═══ Input for this task
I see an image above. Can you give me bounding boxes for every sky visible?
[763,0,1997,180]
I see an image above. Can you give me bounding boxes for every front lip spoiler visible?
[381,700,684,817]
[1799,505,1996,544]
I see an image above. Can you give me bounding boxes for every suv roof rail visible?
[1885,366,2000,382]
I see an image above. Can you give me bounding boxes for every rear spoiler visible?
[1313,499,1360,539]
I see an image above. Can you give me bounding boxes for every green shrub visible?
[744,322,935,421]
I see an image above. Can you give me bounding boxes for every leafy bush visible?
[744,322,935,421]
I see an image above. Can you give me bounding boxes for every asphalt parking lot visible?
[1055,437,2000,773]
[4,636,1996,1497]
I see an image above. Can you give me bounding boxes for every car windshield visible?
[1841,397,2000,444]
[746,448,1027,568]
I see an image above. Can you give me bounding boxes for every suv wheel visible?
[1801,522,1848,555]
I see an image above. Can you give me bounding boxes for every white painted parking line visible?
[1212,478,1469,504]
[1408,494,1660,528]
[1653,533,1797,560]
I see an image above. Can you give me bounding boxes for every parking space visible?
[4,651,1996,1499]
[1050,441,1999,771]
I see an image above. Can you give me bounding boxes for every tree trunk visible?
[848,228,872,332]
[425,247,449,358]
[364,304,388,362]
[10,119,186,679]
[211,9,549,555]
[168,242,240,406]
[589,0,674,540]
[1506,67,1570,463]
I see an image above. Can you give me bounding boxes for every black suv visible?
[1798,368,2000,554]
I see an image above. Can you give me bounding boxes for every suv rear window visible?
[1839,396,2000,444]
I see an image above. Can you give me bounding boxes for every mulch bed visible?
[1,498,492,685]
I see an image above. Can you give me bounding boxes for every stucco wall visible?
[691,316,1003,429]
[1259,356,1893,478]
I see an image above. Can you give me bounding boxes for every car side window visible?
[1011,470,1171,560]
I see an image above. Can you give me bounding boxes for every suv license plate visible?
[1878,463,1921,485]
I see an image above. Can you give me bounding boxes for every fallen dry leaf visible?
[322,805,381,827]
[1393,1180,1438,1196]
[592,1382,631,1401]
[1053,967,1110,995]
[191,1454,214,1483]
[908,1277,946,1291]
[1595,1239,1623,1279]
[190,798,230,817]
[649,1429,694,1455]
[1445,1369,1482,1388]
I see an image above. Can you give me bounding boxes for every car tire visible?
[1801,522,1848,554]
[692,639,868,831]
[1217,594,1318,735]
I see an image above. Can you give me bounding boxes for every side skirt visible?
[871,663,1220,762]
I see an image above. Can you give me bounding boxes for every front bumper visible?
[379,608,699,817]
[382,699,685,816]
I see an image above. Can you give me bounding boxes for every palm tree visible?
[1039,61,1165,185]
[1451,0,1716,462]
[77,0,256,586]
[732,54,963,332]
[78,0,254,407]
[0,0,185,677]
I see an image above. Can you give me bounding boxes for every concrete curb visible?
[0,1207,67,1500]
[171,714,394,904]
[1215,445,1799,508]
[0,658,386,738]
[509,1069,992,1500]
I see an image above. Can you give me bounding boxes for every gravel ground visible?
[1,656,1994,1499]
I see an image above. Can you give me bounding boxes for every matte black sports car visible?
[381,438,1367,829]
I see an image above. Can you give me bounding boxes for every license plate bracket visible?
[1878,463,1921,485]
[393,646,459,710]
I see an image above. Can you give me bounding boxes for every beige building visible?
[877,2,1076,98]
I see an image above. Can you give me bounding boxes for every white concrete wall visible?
══════
Your assignment -> When you retype the entries above, keep every line identical to the source.

Solution to the problem ->
I see an image above. Can you give me bounding boxes for every sky visible?
[763,0,1997,180]
I see an image above. Can you give me bounding boxes for every front lip spoiler visible?
[381,700,684,817]
[1799,505,1996,544]
I see an image above. Can you give me bounding boxes for every suv roof rail visible?
[1885,366,2000,382]
I see an image above. Can you give me bounding boxes for every rear spoiler visible?
[1313,499,1360,539]
I see an image above. Can you give me bounding boxes for every green shrub visible?
[744,322,935,421]
I see an image above. Can you give me bounding boxes for every leafy bush visible?
[744,322,935,421]
I see an image above. Can you give me bounding boxes for every asphalt parking lot visible?
[1055,437,2000,773]
[4,636,1996,1497]
I see an image above. Can you give me bounding boxes for every car windshield visible?
[1841,397,2000,444]
[746,448,1027,568]
I see an image above. Can you give me bounding boxes for every suv wheel visible?
[1801,522,1848,555]
I see an image above. Can you give me bounding boxes for every white painted parking line visible?
[1212,478,1469,504]
[1408,494,1660,528]
[1653,533,1797,560]
I see an image above. Can you give me bounding boxes for every parking space visible?
[4,651,1996,1499]
[1050,441,1999,771]
I see an image above. Can you give me bounding boxes for every tree trunk visible?
[848,228,872,332]
[425,247,449,358]
[364,304,388,362]
[10,119,186,679]
[211,9,549,555]
[168,242,240,406]
[589,0,674,540]
[1506,67,1570,463]
I see an image above. Can you give me bounding boxes for every black suv visible?
[1798,368,2000,554]
I see an image above. Can you give me bounding boxes for every suv rear window visible?
[1839,396,2000,444]
I see an image above. Can you give me bounding boxes for every mulch bed visible?
[1,498,492,685]
I see an image above. Can you give me bounding boxes for every stucco wall visible?
[691,316,1003,429]
[1259,356,1893,478]
I see an image above. Can you give me bounding boxes for every car side window visible?
[1011,470,1171,560]
I see an image above. Can you give me bounding boxes for every suv license plate visible?
[1878,463,1921,485]
I see an image above. Can you give me bounding boxes for every fallen dry leaf visible?
[322,805,381,827]
[1393,1180,1438,1196]
[592,1382,631,1401]
[1053,967,1110,995]
[191,1454,214,1483]
[908,1277,946,1291]
[1595,1239,1623,1279]
[190,798,230,817]
[649,1429,694,1455]
[1445,1369,1482,1388]
I see an image above. Can you give me bounding boxes for every car tire visible?
[1801,522,1848,554]
[692,639,868,831]
[1217,594,1318,735]
I see an image above. Can you give me bounding boxes for every side skirt visible?
[871,663,1220,762]
I see an image above. Can you give me bounding boxes for every front bumper visible?
[379,608,699,817]
[382,699,685,816]
I see an image above. Can you give me bounding boxes for every palm tree visible?
[1039,61,1165,185]
[1451,0,1716,462]
[77,0,256,586]
[732,54,963,332]
[78,0,254,407]
[0,0,185,677]
I see an image above. Can you give me bounding boxes for every concrete curb visible?
[0,1207,67,1500]
[171,714,394,904]
[1215,445,1799,508]
[0,658,386,738]
[509,1069,992,1500]
I see an image above. Can you give me bounding boxes for every gravel ground visible?
[1,656,1994,1499]
I see an image above. Can you give me bounding boxes for every matte black sports car visible?
[381,438,1367,829]
I see an image above. Can you give me bounding boxes for every license plate bracket visible?
[1878,463,1921,485]
[393,646,459,710]
I see an image above. Can you give me bounding boxes for every beige building visible?
[877,2,1076,98]
I see an image above. Can you give me bounding boxes for every white concrete wall visible?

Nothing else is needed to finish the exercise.